== Provided material ==
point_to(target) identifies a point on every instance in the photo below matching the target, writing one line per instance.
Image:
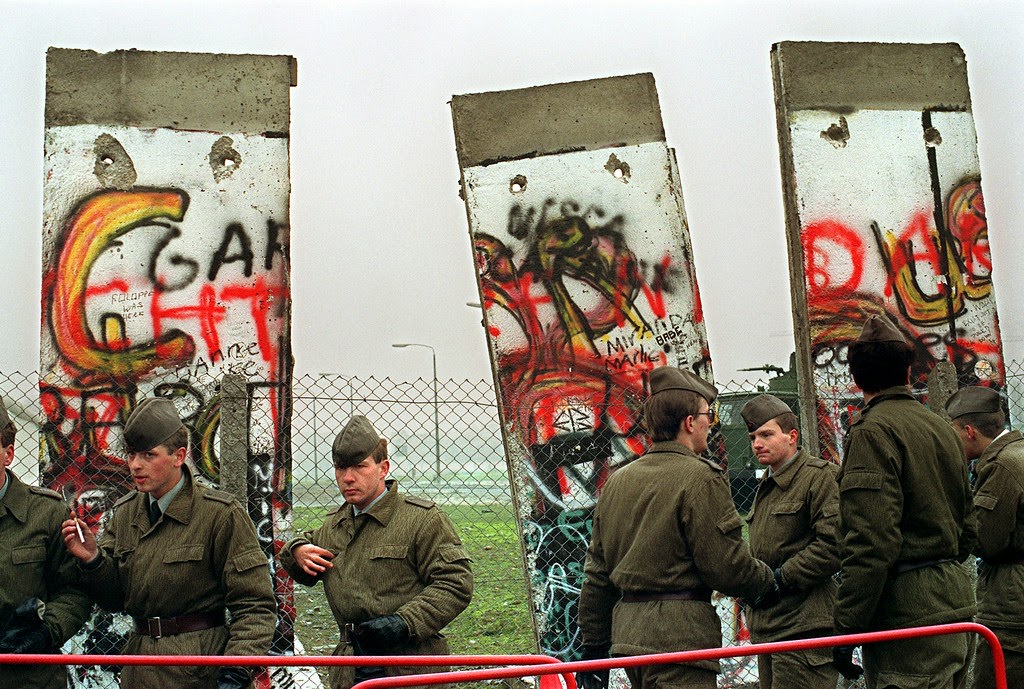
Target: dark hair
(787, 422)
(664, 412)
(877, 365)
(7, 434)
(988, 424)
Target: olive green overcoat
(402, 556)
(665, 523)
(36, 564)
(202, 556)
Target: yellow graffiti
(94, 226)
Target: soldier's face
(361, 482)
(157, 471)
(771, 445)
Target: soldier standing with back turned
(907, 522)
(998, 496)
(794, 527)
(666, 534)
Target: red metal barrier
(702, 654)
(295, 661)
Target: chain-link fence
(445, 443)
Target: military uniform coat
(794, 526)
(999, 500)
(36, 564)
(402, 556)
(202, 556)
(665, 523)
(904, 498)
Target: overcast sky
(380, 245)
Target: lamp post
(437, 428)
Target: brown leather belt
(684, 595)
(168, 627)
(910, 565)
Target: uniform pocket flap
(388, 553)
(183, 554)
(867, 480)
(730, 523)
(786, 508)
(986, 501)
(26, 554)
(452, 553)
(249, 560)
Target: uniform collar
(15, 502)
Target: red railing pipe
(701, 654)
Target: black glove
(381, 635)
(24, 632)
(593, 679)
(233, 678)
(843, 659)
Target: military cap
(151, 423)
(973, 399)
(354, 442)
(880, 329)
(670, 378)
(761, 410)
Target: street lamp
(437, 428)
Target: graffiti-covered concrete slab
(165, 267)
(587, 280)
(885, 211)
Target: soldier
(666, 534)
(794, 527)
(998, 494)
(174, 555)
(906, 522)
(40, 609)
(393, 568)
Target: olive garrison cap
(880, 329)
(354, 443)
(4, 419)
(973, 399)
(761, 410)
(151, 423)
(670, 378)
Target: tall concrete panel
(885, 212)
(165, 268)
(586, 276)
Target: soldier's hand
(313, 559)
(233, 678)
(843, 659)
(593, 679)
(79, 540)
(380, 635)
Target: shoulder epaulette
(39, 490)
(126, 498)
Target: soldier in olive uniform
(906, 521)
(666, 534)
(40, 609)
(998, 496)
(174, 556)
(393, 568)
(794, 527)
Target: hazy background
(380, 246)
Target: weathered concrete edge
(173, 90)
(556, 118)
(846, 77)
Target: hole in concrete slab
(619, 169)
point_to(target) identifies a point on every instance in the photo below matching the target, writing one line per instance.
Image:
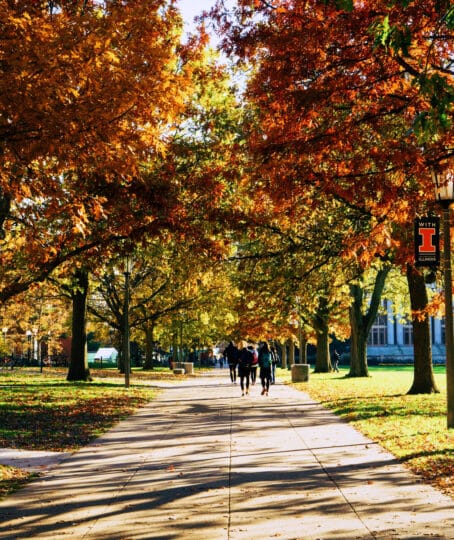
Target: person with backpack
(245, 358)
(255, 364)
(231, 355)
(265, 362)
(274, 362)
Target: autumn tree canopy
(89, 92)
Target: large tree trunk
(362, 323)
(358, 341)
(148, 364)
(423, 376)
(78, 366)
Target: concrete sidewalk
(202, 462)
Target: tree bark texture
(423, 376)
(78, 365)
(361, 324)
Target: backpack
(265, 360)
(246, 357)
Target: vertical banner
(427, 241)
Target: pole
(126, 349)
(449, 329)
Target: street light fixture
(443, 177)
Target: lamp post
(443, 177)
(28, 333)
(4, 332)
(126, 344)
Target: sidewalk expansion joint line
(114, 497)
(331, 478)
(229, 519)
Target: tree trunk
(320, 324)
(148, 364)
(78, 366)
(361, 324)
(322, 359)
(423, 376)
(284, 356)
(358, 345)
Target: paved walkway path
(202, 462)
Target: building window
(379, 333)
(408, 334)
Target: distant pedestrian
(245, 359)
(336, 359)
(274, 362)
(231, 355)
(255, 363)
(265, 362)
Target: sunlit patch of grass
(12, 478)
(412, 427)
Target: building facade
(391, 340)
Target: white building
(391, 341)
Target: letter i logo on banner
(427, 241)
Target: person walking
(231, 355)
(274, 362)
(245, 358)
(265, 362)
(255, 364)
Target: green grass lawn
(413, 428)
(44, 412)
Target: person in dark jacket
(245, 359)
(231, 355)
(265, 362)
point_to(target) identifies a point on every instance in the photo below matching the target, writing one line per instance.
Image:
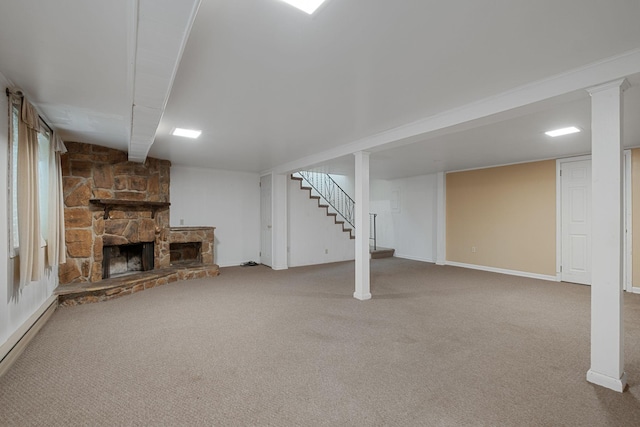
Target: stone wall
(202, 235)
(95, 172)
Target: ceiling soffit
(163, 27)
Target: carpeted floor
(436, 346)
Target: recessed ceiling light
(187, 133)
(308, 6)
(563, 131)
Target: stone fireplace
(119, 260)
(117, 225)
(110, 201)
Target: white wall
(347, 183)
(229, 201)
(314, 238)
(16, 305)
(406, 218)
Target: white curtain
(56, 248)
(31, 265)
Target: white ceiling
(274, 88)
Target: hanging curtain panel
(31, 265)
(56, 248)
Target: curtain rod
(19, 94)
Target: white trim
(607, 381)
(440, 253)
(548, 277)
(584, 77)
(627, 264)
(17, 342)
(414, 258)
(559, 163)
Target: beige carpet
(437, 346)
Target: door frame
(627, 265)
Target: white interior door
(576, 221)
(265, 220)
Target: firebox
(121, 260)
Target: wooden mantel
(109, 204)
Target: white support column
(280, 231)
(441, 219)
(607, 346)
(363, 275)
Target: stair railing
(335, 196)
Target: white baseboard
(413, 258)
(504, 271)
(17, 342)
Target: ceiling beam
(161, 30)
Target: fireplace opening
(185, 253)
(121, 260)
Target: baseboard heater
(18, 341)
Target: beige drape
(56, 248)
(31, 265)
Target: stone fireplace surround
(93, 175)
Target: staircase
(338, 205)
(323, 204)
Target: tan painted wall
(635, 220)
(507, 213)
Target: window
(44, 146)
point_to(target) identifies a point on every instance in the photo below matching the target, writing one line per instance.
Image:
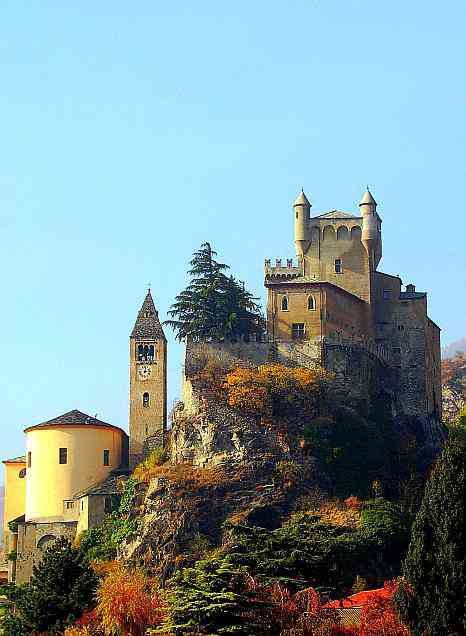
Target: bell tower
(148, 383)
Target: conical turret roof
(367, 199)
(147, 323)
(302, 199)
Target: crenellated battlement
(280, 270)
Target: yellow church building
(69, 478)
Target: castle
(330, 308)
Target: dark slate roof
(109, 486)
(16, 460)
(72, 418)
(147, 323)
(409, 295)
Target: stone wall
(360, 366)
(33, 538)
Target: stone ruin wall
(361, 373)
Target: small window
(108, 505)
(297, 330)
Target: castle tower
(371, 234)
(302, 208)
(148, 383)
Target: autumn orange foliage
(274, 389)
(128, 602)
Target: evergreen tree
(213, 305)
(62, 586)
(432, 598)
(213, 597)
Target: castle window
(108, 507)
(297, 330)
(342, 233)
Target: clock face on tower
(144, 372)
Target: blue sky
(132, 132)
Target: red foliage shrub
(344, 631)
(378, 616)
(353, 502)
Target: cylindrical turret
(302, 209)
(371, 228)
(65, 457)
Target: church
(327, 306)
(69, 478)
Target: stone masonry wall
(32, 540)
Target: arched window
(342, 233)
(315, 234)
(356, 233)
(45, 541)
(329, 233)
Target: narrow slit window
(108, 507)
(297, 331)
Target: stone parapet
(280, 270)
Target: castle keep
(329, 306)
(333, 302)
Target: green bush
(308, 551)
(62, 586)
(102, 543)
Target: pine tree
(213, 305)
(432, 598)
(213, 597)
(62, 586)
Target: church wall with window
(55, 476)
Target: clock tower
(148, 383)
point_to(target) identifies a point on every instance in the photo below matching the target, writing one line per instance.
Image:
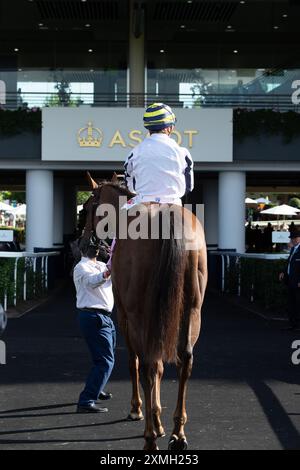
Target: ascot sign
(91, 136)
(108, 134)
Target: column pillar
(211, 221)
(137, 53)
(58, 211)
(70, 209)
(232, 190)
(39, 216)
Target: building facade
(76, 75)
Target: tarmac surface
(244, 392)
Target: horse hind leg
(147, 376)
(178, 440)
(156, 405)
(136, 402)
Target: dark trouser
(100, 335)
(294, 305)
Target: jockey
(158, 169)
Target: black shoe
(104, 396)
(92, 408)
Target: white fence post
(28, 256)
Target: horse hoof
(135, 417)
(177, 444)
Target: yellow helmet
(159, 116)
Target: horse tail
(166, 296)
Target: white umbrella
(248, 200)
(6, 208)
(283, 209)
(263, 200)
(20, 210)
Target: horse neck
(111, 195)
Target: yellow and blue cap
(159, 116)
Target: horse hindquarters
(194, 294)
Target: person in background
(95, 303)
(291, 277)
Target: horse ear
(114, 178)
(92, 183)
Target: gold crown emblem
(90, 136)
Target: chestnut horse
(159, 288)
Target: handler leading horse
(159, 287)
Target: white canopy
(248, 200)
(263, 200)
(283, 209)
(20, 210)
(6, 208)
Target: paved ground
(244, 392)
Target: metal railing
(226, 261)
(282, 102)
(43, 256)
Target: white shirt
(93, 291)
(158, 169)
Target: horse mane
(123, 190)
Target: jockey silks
===
What to work on: Turn the records into a Markdown table with the columns Row and Line. Start with the line containing "Target: church wall with window" and continue through the end of the records, leaving out blank lines and pictures.

Expected output:
| Row | Line |
|---|---|
| 1 | Target: church wall with window |
| 2 | (55, 476) |
| 3 | Target: clock tower |
| 4 | (148, 383) |
| 5 | point_to(target) identifies a point on every instance in the photo below matching the target, writing one line per instance. |
| 6 | Image: |
| 7 | Target: ascot sign |
| 8 | (91, 136) |
| 9 | (108, 134) |
| 10 | Target: column pillar |
| 11 | (211, 221) |
| 12 | (137, 53) |
| 13 | (58, 211) |
| 14 | (70, 209) |
| 15 | (232, 190) |
| 16 | (39, 216) |
| 17 | Target: building facade |
| 18 | (76, 75) |
| 19 | Target: tarmac surface |
| 20 | (244, 392) |
| 21 | Target: horse hind leg |
| 22 | (147, 376) |
| 23 | (178, 440) |
| 24 | (156, 405) |
| 25 | (136, 402) |
| 26 | Target: dark trouser |
| 27 | (100, 335) |
| 28 | (294, 305) |
| 29 | Target: jockey |
| 30 | (158, 169) |
| 31 | Target: black shoe |
| 32 | (104, 396) |
| 33 | (92, 408) |
| 34 | Target: white fence post |
| 35 | (28, 256) |
| 36 | Target: horse hoof |
| 37 | (135, 417) |
| 38 | (177, 444) |
| 39 | Target: yellow helmet |
| 40 | (159, 116) |
| 41 | Target: horse tail |
| 42 | (166, 296) |
| 43 | Target: white umbrella |
| 44 | (248, 200) |
| 45 | (6, 208) |
| 46 | (283, 209) |
| 47 | (263, 200) |
| 48 | (20, 210) |
| 49 | Target: horse neck |
| 50 | (111, 195) |
| 51 | Target: yellow and blue cap |
| 52 | (159, 116) |
| 53 | Target: horse hindquarters |
| 54 | (194, 294) |
| 55 | Target: person in background |
| 56 | (95, 303) |
| 57 | (291, 277) |
| 58 | Target: horse ear |
| 59 | (114, 178) |
| 60 | (92, 183) |
| 61 | Target: gold crown emblem |
| 62 | (90, 136) |
| 63 | Target: chestnut horse |
| 64 | (159, 288) |
| 65 | Target: handler leading horse |
| 66 | (159, 287) |
| 67 | Target: white canopy |
| 68 | (248, 200) |
| 69 | (263, 200) |
| 70 | (283, 209) |
| 71 | (20, 210) |
| 72 | (6, 208) |
| 73 | Target: paved ground |
| 74 | (244, 392) |
| 75 | Target: metal railing |
| 76 | (226, 261) |
| 77 | (282, 102) |
| 78 | (43, 256) |
| 79 | Target: white shirt |
| 80 | (93, 291) |
| 81 | (158, 169) |
| 82 | Target: horse mane |
| 83 | (123, 190) |
| 84 | Target: jockey silks |